_TASK INSTRUCTIONS_: Of the records below, reproduce only the span that opens with the line containing "the black hose" and closes with the last line.

_THE DATA_:
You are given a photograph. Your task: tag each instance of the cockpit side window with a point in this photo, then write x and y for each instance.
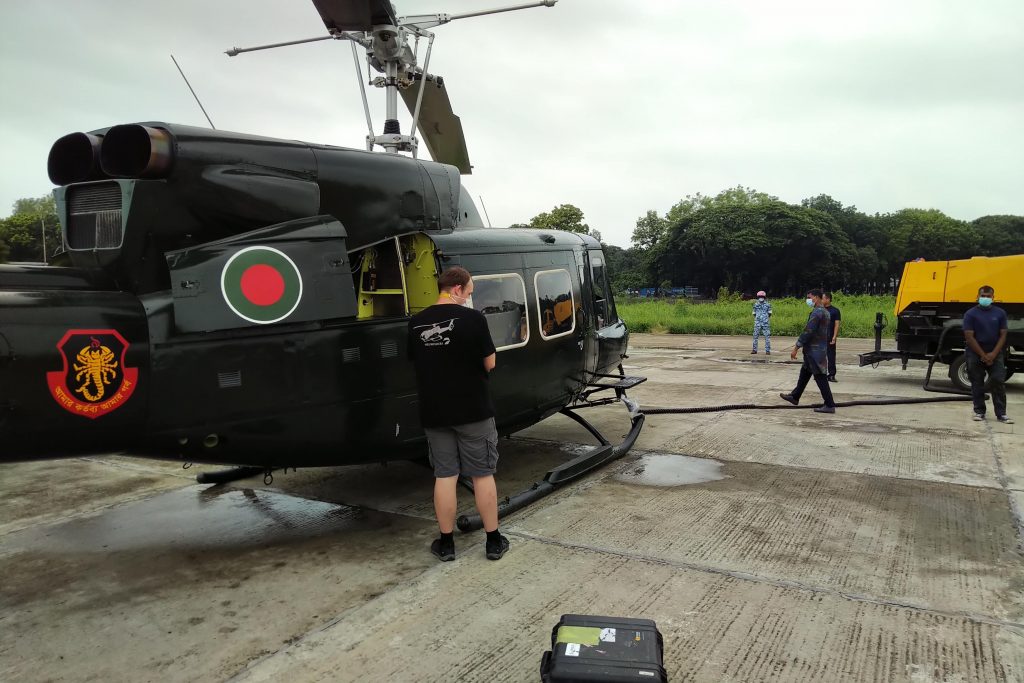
(604, 306)
(502, 299)
(555, 303)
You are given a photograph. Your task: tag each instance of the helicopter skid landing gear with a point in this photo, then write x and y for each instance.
(233, 474)
(597, 457)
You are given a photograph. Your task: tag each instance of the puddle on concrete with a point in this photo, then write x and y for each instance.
(199, 517)
(671, 470)
(780, 360)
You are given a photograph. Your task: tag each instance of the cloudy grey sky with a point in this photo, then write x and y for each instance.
(614, 107)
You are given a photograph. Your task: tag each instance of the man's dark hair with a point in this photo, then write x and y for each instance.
(454, 276)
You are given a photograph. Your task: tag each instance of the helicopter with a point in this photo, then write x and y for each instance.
(243, 300)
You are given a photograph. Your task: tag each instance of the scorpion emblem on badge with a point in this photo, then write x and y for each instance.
(97, 368)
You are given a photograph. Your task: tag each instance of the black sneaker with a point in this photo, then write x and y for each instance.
(442, 551)
(496, 550)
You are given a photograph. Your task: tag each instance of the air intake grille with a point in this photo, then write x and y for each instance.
(94, 216)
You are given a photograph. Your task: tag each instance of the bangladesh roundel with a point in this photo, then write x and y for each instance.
(261, 285)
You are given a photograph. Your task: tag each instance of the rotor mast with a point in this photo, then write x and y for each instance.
(374, 26)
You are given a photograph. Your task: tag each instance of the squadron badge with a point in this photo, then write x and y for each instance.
(94, 380)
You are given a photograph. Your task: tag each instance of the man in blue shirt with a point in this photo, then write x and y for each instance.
(985, 332)
(814, 341)
(835, 316)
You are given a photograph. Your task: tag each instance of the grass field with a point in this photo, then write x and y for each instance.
(735, 317)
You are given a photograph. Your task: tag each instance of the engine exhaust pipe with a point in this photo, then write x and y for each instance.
(136, 152)
(75, 158)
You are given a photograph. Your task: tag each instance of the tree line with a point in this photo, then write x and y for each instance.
(33, 222)
(747, 241)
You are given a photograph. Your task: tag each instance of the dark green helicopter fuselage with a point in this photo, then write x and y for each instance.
(242, 300)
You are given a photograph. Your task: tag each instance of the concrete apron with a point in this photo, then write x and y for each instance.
(879, 544)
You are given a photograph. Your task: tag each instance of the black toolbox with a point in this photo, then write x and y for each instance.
(609, 649)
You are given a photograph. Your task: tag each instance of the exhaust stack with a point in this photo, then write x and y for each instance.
(136, 152)
(75, 158)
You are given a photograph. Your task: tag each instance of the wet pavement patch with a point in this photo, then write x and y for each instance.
(197, 517)
(671, 470)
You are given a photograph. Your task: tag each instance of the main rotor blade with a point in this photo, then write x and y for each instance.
(439, 127)
(355, 14)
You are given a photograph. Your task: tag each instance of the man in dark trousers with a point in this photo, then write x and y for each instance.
(814, 341)
(451, 348)
(836, 316)
(985, 332)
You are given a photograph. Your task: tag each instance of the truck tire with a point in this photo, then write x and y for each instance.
(958, 376)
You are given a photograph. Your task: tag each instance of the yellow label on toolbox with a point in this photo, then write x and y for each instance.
(579, 634)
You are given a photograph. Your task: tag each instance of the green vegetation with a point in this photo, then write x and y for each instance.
(731, 316)
(22, 233)
(750, 241)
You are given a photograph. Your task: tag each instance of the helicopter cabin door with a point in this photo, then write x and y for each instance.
(610, 332)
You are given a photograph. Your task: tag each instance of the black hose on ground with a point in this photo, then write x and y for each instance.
(787, 407)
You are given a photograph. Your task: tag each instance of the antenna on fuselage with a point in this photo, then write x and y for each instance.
(194, 93)
(374, 25)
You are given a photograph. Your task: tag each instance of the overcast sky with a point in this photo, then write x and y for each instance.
(615, 107)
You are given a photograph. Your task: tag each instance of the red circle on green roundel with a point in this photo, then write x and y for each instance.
(261, 285)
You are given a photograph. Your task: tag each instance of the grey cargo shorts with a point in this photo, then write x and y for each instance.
(470, 449)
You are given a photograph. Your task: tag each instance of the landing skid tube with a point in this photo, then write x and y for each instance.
(598, 457)
(233, 474)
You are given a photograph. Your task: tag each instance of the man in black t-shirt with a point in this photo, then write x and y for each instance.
(835, 317)
(451, 348)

_TASK RESULT_:
You are given a photograph. Your task: tag each instance of the black hose on ground with a point in this photo, then write x and y for each instance.
(787, 407)
You are given a photograph. Your task: tag each instance of the antenna on fuselage with a point in this photo, then write x and y for each instance.
(194, 93)
(374, 25)
You are given a photograph. Your task: tag each instance of the overcast sky with a point in this photo, then write x and y for each instance.
(615, 107)
You are given a photograph. Your task: tag each instance of the red circle on green roundel with a point in this photo, then write x and y for each instance.
(261, 285)
You are given a photograph. Your task: tag each instance of the grey cargo shorts with a point in this photo, then write x and y for each instance.
(470, 449)
You are given a photograph. Your task: tag each instance of the landing skid tube with a point in this photo, then write x and y for each instance.
(598, 457)
(233, 474)
You are given a photograph. Your task: tag each instance of the man in black t-shirt with a point in this photo, then write x and y for each instance.
(835, 317)
(451, 348)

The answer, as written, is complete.